● Bacaan:

▼▼▼

Jumat, 24 Februari 2012

Guru Taat, Murid Hormat

Semakin banyak saja orang-orang miskin di Indonesia. Mereka berhamburan di mana-mana tak terurus oleh Negara. Mungkin mereka juga ingin bekerja dan kaya. Namun, nyatanya, mereka harus mengais sisa-sisa nasi di tong sampah, atau di kolong jembatan. Mengapa hal ini terjadi? Salah satu penyebab yang memengaruhinya adalah faktor pendidikan. Karena tak punya bekal keilmuan, mereka hanya tahu cara mencari makan hanya dengan mengais, tidak lebih.

Maka, sudah lazim apabila seluruh negara di belahan dunia ini memprioritaskan pendidikan. Karena negara memimpikan kemajuan dan benih generasi masa depan yang lebih unggul dalam segala bidang. Juga, supaya kualitas keilmuan tidak menurun dan terus meningkat. Lewat pendidikan itulah impian negara untuk maju dan lebih baik akan terealisasi.

Pendidikan bukan hanya sebatas kegiatan belajar mengajar (teaching and learning), akan tetapi juga merupakan salah satu bentuk ibadah. Seperti yang dikatakan al-Ghazali dalam kitabnya, “Kegiatan mengajar dan belajar merupakan ibadah yang paling utama di dunia”. (Ihya’ Ulumiddin, II, 76)

Pendidikan adalah usaha sadar dan terencana untuk mewujudkan suasana belajar dan proses pembelajaran agar peserta didik secara aktif mengembangkan potensi dirinya untuk memiliki kekuatan spiritual keagamaan, pengendalian diri, kepribadian, kecerdasan, akhlak mulia, serta keterampilan yang diperlukan dirinya dan masyarakat. Pendidikan yang dalam bahasa arab disebut tarbiyah, mencakup dua hal penting, ta’lim (transfer ilmu) dan ta’dib (memperbaiki moral).

Tujuan pokok pendidikan adalah memanusiakan manusia. Artinya, menjadikan manusia makhluk yang berguna bagi sesama dan lingkungan di sekitarnya. Untuk mengidentifikasi apakah tujuan itu telah tercapai atau belum, biasanya dibuat indikator atau tolok ukur untuk memandang tercapainya tujuan. Indikator tersebut terkadang terlihat dalam perilaku, kebiasaan, dan kecenderungan seseorang di tiap harinya.

▲▲▲

● Uraian Tugas: Tuliskan ulang secara persis bagian bacaan tentang pendidikan di atas, mulai dari "Jumat, 24 Februari" dan berlanjut hingga "mengais, tidak lebih.".

[Data sumber]
▼▼▼

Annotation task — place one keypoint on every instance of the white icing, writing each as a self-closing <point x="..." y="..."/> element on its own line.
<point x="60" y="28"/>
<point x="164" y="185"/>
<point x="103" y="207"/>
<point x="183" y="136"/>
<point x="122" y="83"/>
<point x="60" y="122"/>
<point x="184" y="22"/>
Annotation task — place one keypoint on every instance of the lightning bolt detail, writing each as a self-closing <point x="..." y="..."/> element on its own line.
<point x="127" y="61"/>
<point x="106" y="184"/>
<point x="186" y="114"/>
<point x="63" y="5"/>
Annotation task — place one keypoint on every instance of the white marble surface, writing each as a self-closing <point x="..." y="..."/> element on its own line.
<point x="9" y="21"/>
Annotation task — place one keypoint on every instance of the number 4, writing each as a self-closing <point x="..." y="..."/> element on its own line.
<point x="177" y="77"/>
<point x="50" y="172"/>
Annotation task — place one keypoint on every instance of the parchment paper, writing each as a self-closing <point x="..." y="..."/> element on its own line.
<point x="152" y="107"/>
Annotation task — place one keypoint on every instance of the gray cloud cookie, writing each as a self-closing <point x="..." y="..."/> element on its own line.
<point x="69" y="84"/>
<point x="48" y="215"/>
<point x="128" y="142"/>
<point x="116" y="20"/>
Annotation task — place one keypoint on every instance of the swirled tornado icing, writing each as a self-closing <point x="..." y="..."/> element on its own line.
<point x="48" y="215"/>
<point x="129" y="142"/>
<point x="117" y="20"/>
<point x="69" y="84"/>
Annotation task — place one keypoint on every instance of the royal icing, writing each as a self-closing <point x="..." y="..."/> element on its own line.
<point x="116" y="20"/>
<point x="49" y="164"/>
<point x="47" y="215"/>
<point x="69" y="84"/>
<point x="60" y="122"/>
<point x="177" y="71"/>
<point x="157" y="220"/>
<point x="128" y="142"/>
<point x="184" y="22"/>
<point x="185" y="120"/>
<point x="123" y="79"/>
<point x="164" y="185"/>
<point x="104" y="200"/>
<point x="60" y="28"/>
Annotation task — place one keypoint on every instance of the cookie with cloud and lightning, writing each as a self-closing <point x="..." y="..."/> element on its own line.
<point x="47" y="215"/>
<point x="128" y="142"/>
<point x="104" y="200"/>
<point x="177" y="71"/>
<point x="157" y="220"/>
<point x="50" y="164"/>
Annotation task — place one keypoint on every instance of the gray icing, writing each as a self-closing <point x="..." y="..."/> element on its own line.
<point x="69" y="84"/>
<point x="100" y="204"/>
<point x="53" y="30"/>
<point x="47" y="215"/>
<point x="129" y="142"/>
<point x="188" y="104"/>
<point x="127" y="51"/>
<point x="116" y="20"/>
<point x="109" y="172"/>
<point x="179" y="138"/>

▲▲▲

● Jawaban Tugas:
Jumat, 24 Februari 2012

Guru Taat, Murid Hormat

Semakin banyak saja orang-orang miskin di Indonesia. Mereka berhamburan di mana-mana tak terurus oleh Negara. Mungkin mereka juga ingin bekerja dan kaya. Namun, nyatanya, mereka harus mengais sisa-sisa nasi di tong sampah, atau di kolong jembatan. Mengapa hal ini terjadi? Salah satu penyebab yang memengaruhinya adalah faktor pendidikan. Karena tak punya bekal keilmuan, mereka hanya tahu cara mencari makan hanya dengan mengais, tidak lebih.